## EXTRAHIERTER TEXT
++++++
Montag, 19. Juni 2023

Inkrafttreten des HinSchG in Sicht

Julija Kravtsova, Rechtsanwältin, Thümmel, Schütze & Partner, Stuttgart

 

1)      Was lange währt, wird – endlich. Ob es auch gut wird, wird man bei dem „Gesetz für einen besseren Schutz hinweisgebender Personen sowie zur Umsetzung der Richtlinie zum Schutz von Personen, die Verstöße gegen das Unionsrecht melden“ (kurz HinSchG) erst im Rahmen der praktischen Umsetzung beurteilen können. 

Die Umsetzung der sog. „Whistleblower“-Richtlinie (EU) 2019/1937 dauerte jedenfalls – unter Berücksichtigung der zum 17.12.2021 abgelaufenen Umsetzungsfrist und des eingeleiteten Vertragsverletzungsverfahrens – zu lange an. Das Tauziehen zwischen Bundestag und Bundesrat führte aber letztlich zu einer Kompromisslösung, die als das neue HinSchG am 02.06.2023 im Bundesgesetzblatt verkündet wurde. 

Neben der pflichtgemäßen Umsetzung der Richtlinie verfolgt das neue HinSchG zunächst den Ausbau des – aus Sicht des (europäischen) Gesetzgebers – lückenhaften und unzureichenden Schutzes hinweisgebender Personen und sodann die Schaffung entsprechender Maßnahmenpakete sowie Anlaufstellen für diese. Einen Ausgangspunkt bildet dabei die Überlegung, dass Hinweisgeber einen wichtigen Beitrag zur Aufdeckung und Ahndung von Verstößen oder Missständen leisten und dabei im öffentlichen Interesse handeln. Demgegenüber waren nicht nur etwaig drohende zivil- und/oder strafrechtliche Konsequenzen, sondern auch faktische, persönliche Nachteile (z. B. Ausgrenzung) geeignet, eine unüberwindbare Hürde für den Hinweisgeber zu schaffen und ihn letztlich von einem Hinweis abzuhalten. Genau dieses Spannungsverhältnis soll durch das neue HinSchG im Kern aufgelöst werden.


2)      Betrachtet man die Regelungen im Einzelnen, fällt zunächst auf, dass sowohl der persönliche (§ 1 HinSchG) als auch der sachliche (§ 2 HinSchG) Anwendungsbereich sehr weit geraten sind. Gerade hierdurch wird das nach § 4 HinSchG per se subsidiäre HinSchG trotz zahlreicher, ähnlich ausgerichteter Regelungen (§ 25a Abs. 1 S. 6 Nr. 3 KWG, § 6 Abs. 5 GWG) auch im Finanzbereich, relevant und erstreitet sich durch seine spezielleren Regelungen (z. B. zum Meldeverfahren, wird ausgeführt) seinen Platz.
++++++
## BEREITGESTELLTES MATERIAL
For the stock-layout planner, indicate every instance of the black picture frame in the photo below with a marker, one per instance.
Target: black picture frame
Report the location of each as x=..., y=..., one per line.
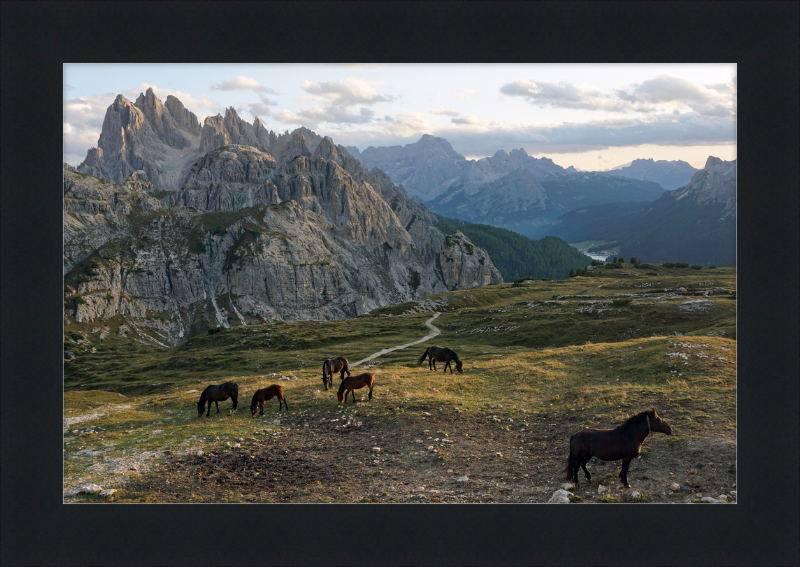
++++++
## AUFGABENZIEL
An welchem Datum wurde das HinSchG laut dem extrahierten Text im Bundesgesetzblatt verkündet?

## LÖSUNG
Am 02.06.2023.